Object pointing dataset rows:
++++

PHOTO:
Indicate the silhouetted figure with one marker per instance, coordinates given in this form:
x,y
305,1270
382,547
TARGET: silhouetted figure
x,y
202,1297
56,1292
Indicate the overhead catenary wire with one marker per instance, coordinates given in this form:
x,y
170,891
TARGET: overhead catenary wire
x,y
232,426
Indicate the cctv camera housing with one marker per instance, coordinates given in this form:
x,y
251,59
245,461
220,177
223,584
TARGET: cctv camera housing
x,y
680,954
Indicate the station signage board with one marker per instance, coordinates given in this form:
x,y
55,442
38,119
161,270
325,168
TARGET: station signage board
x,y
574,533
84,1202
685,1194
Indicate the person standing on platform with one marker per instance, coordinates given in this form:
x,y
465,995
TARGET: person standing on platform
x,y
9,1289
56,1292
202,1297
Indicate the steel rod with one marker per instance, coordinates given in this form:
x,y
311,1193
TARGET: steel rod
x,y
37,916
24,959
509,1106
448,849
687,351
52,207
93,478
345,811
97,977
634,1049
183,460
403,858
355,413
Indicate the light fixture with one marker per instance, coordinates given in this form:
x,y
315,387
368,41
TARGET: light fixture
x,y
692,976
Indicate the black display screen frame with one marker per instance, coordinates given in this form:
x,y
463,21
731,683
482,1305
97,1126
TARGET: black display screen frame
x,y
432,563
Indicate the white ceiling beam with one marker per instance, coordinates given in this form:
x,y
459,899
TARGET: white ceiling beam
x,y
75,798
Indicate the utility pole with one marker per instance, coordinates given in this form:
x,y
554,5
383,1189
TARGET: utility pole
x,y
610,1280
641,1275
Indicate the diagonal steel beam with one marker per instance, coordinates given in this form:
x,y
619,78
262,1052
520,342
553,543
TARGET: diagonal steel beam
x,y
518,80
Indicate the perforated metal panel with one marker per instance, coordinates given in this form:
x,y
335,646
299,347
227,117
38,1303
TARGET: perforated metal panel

++++

__WHAT YOU ARE ASKED TO DO__: Rewrite the rows from the line containing "Indicate the light" through the end of the rows, inclusive, changing every "marker" to "point" and keeping everything else the same.

__TASK OUTPUT__:
Indicate the light fixture with one point per instance, coordinates given in this form:
x,y
315,387
368,41
TARGET: light fixture
x,y
692,976
Indicate the black display screen frame with one point per instance, coordinates given in this form:
x,y
463,21
731,683
482,1305
97,1126
TARGET: black display screen frame
x,y
432,563
Indicate the white ceiling beam with one point per instance, coordinates given in this form:
x,y
459,899
TARGET: white ceiling beam
x,y
75,798
Indicate the utility pole with one point per instance, coordinates given in this form:
x,y
554,5
383,1189
TARGET: utility pole
x,y
610,1280
641,1275
Indicate the diagonal steel beam with one point per instance, coordinates given in this form:
x,y
619,78
262,1052
520,342
553,543
TARGET: diagonal steel beam
x,y
518,80
Indicate the perforated metal panel with one point per instance, coordinates given in this form:
x,y
335,646
299,347
227,117
38,1303
TARGET: perforated metal panel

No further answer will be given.